■ APPLY WHAT YOU READ ■
- a) Answer these questions about the transcript on anti-nutrients:
(i) From which tree is quillaja saponin isolated?
(ii) To which family of proteins does gluten belong?
(iii) What are the legume equivalents of the prolamins in grains called?
- b) Can you write out the transcript on anti-nutrients between "A couple of" and "are actually good.", inclusive, switching "chemists" to "researchers"?

■ EXTRACT TO READ ■
A couple of other anti-nutrients I should talk about are saponins and some phytates. So
saponins and glycoalkaloids are very similar compounds, but theyʼre not identical. So
donʼt mix the two because a scientist who knows this stuff is probably going to call you
out on it. But those things are defense chemicals that are made by plants. They have a
variety of biological activity and chemists love to study this stuff - very small variations in
molecules that are going to change the biological activity and give you either a
beneficial effect, no effect, or maybe some kind of detrimental effect. We donʼt know.
So I looked at all of that literature and some of these compounds are actually good.
Some of them are known to be anti-carcinogenic. Now, the problem with that is that if
itʼs been tested in a test tube, then you donʼt know what side effects it could have. So
thatʼs a caveat. The only one that I can say thereʼs enough evidence to say that it is bad
is quillaja saponin. This is something that is isolated from the soapbark tree. It is an oral
adjuvant, which means itʼs going to prime your immune system to attack foreign
substances. This is something thatʼs great for putting in a vaccine, not so great for
putting into food. And it turns out that itʼs used as an emulsifying agent in food. Youʼll
find it in a lot of junk food like soda and stuff like that. So, that one I can tell you is very
problematic.
But thereʼs another family thatʼs found in ginseng thatʼs thought to be anti-carcinogenic.
They fed it to people, and they noticed that they have to feed super large quantities to
even detect some of the metabolites in the blood. So for example, it was where one of
the sugars has been cleaved or something like that, so itʼs not the intact compound. And
again, thatʼs one mistake I would say that Loren Cordain makes. He doesnʼt differentiate
any of them. And like I said if the structure is a little bit different, itʼs going to have
different properties. He thinks that all of them are bad and he says, “Look, this food has
a lot of it, and this food has a lot of it.” But really when I look at it, thereʼs just really little
thatʼs known about whether they resist heat. They donʼt appear to resist digestive
enzymes because when theyʼre absorbed, they show up in the blood in a slightly
different form.
(...)
Sean: From a practical point of view, Iʼm sure our audience out there is really confused.
Theyʼre thinking, “Hey, I stopped eating grains and this food and the other food because
of the saponins or because of the lectins. Now youʼre saying that theyʼre not all bad.
So do we choose foods on an individual basis? How do we make this practical for
people?”
Mat: When I have looked at the totality of the evidence, and when it comes to grains
and legumes, I am pretty sure that it is the proteins that are problematic. And thatʼs
going to be the subject of my next HS talk probably. So, gluten is very problematic.
Gluten is part of the family of proteins called prolamines. Prolamins
are prolein-rich proteins that are very difficult to digest because human beings donʼt
have really good prolyl oligopeptidase enzymes to cleve the peptide bonds. And these
peptides can mess with various receptors in the gut. Some of them are excitotoxins.
They have various activities. And with gluten alone there are like 50 different variations
of peptides, depending on where you cut the protein, that can be problematic. This was
a recent paper by Fasano that has stated as much.
So if you look at the other prolamins that are in grains or their equivalent in legumes and
such like that, that are called globulins that are also problematic, theyʼre very allergenic,
actually. I think that this explains what weʼre seeing as opposed to the other antinutrients.

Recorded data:
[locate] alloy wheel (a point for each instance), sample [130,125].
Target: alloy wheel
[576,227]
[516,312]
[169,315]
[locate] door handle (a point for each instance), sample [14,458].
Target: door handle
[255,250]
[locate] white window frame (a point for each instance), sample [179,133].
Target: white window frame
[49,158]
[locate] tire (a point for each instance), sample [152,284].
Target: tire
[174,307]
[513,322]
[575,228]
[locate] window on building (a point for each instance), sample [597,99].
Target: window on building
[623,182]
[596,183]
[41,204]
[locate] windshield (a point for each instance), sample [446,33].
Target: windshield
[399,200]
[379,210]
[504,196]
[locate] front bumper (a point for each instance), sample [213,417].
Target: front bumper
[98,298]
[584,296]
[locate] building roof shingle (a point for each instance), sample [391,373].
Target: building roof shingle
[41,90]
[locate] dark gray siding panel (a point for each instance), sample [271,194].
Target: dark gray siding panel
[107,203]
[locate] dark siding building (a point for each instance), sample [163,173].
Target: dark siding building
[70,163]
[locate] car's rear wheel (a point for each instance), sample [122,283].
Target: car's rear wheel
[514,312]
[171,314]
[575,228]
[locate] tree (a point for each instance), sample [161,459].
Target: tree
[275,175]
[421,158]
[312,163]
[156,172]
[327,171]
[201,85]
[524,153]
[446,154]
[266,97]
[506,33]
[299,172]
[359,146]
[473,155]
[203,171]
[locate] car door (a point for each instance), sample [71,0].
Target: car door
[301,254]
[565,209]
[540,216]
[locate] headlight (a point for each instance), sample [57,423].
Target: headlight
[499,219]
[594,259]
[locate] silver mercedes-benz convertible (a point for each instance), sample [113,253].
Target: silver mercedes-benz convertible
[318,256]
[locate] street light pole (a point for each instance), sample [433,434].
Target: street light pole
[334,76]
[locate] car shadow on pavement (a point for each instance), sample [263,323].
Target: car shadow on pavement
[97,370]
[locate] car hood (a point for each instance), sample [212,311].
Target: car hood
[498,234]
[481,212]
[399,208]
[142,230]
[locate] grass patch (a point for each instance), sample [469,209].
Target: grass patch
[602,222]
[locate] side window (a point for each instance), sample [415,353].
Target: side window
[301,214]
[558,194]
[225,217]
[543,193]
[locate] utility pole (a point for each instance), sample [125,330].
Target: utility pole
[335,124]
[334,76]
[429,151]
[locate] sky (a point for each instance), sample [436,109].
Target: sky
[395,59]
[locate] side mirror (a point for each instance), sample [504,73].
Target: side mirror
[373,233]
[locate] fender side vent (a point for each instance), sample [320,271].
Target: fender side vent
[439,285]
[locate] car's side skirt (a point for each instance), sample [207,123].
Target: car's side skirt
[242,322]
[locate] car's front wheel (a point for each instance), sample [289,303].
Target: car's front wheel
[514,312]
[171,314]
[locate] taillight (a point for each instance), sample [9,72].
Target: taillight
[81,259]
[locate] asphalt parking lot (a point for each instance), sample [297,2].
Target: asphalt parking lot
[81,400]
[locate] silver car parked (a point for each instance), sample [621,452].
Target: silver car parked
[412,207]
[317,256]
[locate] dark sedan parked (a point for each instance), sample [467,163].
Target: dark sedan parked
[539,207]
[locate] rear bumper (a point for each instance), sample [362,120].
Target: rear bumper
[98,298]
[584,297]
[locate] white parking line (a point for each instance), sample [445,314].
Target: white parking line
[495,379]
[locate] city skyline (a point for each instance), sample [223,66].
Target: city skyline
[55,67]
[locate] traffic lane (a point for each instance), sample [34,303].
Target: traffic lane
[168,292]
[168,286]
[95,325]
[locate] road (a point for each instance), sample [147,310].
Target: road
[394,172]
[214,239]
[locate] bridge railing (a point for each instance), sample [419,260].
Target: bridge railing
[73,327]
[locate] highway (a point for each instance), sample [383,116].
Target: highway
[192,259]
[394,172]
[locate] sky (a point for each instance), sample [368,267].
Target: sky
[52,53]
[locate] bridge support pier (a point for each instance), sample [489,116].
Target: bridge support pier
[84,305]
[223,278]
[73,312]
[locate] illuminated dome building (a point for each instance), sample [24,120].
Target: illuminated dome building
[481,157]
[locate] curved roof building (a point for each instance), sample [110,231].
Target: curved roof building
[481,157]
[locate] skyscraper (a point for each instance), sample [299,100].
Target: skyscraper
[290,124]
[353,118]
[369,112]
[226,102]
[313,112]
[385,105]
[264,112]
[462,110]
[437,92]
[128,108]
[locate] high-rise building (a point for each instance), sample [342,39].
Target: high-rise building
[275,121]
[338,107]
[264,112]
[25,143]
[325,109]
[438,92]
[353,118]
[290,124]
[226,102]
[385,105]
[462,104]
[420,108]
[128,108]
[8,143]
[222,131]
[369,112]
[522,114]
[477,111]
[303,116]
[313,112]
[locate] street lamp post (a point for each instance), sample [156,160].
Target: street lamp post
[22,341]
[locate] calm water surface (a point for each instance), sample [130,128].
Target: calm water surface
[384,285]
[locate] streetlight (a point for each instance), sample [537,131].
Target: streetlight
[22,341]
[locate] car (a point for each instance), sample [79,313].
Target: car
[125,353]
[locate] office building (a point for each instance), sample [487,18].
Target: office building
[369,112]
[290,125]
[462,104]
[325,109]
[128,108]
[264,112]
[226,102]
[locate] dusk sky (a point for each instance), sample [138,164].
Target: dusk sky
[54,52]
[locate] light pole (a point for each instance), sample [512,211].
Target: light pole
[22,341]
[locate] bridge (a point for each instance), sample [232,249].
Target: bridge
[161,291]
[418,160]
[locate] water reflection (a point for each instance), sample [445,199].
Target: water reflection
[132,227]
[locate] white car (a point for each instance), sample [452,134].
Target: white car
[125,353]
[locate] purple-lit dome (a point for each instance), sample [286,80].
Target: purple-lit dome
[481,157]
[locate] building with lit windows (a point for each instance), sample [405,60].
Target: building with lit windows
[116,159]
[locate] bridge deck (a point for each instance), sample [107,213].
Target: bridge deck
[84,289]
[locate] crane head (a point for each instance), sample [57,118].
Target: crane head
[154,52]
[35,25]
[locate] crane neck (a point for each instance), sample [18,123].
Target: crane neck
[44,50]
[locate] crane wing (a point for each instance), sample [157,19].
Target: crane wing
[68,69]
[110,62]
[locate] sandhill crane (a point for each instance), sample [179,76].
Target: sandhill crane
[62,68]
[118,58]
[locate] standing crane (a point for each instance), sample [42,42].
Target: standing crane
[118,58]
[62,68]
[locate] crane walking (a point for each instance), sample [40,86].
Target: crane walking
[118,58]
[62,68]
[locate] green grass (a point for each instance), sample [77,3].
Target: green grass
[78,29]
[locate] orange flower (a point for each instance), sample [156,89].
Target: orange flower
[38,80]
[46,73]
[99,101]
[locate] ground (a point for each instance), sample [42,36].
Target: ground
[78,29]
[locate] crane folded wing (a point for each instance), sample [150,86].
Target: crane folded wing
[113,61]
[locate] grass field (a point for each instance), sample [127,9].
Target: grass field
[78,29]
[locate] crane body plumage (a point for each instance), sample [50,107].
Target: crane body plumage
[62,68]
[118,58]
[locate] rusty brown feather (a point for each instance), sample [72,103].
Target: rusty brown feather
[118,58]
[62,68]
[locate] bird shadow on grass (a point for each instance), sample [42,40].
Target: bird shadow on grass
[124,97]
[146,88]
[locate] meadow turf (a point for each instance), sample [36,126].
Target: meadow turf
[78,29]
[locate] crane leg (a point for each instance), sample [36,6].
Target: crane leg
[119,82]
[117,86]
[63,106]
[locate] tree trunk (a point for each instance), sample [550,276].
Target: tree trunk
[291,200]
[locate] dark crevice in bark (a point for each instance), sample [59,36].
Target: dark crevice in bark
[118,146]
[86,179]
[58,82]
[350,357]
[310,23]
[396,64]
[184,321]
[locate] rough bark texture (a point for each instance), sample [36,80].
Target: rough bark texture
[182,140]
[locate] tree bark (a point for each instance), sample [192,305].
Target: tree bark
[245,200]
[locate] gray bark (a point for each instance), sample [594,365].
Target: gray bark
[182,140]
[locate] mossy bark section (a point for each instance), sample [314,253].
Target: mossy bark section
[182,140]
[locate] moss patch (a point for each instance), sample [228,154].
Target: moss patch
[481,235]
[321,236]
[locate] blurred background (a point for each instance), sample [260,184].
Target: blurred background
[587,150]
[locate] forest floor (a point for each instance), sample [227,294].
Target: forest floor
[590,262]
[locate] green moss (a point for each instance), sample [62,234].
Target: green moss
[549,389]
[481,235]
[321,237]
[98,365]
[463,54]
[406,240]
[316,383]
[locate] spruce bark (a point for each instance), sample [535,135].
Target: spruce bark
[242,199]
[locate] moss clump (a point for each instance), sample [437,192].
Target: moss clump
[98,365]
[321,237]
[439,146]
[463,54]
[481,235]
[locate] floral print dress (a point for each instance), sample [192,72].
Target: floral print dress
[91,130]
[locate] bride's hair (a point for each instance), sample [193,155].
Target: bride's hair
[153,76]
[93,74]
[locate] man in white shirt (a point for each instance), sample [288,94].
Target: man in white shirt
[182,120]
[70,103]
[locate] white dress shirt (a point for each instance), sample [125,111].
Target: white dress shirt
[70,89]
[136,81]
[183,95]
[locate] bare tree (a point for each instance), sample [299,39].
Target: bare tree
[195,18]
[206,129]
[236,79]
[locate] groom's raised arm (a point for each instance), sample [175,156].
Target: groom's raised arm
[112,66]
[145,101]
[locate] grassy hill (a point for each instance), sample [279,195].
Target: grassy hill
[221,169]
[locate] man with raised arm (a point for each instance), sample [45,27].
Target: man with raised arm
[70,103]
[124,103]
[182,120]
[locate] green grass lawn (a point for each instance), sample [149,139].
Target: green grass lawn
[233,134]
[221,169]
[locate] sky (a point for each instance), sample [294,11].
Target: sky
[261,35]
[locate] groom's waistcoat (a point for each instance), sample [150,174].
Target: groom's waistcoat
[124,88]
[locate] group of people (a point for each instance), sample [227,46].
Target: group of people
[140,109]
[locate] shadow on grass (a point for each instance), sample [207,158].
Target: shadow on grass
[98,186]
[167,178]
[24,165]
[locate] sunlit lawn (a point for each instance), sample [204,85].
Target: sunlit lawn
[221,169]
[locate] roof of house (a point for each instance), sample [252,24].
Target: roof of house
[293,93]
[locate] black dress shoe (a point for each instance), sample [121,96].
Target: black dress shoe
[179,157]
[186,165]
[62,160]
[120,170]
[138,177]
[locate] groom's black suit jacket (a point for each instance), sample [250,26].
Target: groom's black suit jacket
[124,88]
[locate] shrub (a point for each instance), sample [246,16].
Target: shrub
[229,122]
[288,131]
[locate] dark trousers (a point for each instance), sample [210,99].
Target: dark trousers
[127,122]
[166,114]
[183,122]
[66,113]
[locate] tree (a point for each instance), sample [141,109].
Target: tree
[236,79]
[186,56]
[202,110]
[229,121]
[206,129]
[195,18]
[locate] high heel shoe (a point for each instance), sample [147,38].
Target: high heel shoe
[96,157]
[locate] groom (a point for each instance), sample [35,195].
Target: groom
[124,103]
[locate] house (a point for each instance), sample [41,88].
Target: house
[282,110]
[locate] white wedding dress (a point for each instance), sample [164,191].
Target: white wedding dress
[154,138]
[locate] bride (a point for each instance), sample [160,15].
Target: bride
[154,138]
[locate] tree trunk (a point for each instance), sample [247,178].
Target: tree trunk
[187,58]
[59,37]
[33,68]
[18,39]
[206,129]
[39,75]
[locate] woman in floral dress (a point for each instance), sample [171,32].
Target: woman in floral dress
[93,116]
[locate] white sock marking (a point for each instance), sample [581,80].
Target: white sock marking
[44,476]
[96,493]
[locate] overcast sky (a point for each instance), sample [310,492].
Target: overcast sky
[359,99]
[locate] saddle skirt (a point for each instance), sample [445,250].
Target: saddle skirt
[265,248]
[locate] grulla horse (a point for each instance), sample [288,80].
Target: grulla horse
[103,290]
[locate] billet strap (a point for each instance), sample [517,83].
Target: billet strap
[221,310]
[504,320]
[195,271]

■ ANSWERS FOR THIS EXERCISE ■
- a)
(i) The soapbark tree.
(ii) The prolamines (prolamins).
(iii) Globulins.

- b)
A couple of other anti-nutrients I should talk about are saponins and some phytates. So
saponins and glycoalkaloids are very similar compounds, but theyʼre not identical. So
donʼt mix the two because a scientist who knows this stuff is probably going to call you
out on it. But those things are defense chemicals that are made by plants. They have a
variety of biological activity and researchers love to study this stuff - very small variations in
molecules that are going to change the biological activity and give you either a
beneficial effect, no effect, or maybe some kind of detrimental effect. We donʼt know.
So I looked at all of that literature and some of these compounds are actually good.